**Input records:**
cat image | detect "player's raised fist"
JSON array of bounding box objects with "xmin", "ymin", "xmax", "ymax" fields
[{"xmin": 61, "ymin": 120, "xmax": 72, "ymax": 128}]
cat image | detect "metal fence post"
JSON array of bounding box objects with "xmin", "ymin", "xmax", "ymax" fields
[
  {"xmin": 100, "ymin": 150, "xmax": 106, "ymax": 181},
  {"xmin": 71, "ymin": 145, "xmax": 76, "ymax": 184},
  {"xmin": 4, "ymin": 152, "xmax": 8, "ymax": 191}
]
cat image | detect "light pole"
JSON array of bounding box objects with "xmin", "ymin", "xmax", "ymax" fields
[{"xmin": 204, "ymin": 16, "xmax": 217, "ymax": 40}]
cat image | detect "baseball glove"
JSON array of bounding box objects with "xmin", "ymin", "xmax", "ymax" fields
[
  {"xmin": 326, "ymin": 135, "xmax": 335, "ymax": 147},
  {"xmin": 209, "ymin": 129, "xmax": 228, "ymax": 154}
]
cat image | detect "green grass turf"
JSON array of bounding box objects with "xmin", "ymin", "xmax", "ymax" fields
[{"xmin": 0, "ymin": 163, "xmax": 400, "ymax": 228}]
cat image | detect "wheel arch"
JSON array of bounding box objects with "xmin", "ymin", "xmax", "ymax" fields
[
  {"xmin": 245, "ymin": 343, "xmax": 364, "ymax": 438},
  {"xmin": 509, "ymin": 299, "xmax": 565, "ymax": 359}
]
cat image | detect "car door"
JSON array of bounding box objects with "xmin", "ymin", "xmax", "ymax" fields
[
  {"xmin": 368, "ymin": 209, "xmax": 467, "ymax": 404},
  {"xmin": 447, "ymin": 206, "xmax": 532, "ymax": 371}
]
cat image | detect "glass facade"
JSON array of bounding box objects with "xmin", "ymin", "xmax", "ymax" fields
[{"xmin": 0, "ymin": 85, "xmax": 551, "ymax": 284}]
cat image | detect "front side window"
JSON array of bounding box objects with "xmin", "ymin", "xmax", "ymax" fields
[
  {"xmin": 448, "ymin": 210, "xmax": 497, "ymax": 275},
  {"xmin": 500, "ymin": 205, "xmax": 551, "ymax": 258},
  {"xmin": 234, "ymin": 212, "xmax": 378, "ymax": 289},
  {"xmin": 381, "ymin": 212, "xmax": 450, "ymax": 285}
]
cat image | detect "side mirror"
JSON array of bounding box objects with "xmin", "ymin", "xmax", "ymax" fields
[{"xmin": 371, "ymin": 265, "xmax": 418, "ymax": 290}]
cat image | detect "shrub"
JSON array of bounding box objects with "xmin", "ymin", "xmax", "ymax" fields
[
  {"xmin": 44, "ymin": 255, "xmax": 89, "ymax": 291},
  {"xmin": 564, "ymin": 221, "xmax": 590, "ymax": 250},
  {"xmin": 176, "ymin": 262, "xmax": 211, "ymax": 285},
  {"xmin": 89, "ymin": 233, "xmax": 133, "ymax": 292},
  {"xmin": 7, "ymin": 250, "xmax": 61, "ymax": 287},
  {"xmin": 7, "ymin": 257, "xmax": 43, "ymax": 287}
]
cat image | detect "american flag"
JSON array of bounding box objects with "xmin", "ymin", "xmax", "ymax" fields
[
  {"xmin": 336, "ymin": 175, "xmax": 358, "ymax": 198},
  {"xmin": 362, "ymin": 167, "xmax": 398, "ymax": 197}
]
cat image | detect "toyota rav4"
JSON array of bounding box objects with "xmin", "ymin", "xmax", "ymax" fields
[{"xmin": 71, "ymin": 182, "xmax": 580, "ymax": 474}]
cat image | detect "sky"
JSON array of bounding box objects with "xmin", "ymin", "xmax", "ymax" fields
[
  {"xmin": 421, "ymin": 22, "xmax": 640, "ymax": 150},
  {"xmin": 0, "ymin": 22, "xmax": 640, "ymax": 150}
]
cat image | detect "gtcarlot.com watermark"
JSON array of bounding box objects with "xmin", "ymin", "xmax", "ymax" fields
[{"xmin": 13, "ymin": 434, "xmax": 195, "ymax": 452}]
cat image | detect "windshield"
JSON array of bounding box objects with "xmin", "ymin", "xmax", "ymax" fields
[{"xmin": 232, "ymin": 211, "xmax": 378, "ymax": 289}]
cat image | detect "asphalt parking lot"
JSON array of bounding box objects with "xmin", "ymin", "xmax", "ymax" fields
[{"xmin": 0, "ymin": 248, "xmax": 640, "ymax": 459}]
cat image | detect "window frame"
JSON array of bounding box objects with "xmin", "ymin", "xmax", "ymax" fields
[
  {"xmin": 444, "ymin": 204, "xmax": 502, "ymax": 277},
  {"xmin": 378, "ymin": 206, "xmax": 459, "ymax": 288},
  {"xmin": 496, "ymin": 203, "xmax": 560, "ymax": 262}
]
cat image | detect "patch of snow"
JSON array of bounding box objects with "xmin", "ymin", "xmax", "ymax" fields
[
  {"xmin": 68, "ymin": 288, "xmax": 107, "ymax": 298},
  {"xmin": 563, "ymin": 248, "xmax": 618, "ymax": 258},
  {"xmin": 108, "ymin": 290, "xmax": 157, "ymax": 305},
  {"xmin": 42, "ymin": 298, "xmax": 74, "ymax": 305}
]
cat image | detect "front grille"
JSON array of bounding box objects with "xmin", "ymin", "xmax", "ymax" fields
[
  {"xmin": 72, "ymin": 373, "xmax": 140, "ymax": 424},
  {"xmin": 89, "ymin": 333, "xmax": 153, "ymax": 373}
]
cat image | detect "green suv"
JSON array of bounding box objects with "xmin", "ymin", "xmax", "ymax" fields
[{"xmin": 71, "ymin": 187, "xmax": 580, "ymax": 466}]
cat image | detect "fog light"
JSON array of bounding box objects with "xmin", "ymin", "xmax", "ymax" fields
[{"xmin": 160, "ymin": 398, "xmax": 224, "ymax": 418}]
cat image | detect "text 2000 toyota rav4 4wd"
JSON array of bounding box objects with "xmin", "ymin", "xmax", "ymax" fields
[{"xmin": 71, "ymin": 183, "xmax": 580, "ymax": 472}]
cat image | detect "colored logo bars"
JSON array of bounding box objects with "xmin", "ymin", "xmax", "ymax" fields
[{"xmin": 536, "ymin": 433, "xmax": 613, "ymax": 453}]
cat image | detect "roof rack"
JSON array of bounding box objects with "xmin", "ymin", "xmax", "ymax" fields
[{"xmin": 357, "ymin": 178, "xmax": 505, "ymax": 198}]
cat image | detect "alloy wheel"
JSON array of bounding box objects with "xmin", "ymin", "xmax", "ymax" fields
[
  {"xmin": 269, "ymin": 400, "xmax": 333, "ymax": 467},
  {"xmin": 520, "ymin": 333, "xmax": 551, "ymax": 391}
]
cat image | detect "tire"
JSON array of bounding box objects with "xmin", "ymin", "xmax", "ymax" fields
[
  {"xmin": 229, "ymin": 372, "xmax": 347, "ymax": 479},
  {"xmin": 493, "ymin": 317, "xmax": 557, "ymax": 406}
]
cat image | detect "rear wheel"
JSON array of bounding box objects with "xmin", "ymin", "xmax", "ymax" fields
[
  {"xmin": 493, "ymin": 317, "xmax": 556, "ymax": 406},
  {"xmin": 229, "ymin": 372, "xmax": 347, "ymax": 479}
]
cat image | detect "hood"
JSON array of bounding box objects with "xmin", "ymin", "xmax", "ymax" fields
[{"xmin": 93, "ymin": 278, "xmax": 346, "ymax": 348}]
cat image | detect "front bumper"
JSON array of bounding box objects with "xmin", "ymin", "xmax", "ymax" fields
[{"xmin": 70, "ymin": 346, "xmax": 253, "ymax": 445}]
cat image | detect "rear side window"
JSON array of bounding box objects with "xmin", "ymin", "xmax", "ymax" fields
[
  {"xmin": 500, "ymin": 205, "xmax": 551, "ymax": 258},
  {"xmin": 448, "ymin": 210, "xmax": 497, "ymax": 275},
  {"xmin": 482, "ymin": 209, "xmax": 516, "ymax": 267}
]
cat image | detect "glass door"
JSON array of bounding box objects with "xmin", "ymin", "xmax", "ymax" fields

**Task requirements:**
Report every line of the records that contains the string "rear".

**Exercise answer:**
cat image | detect "rear wheel"
cat image | detect "rear side window"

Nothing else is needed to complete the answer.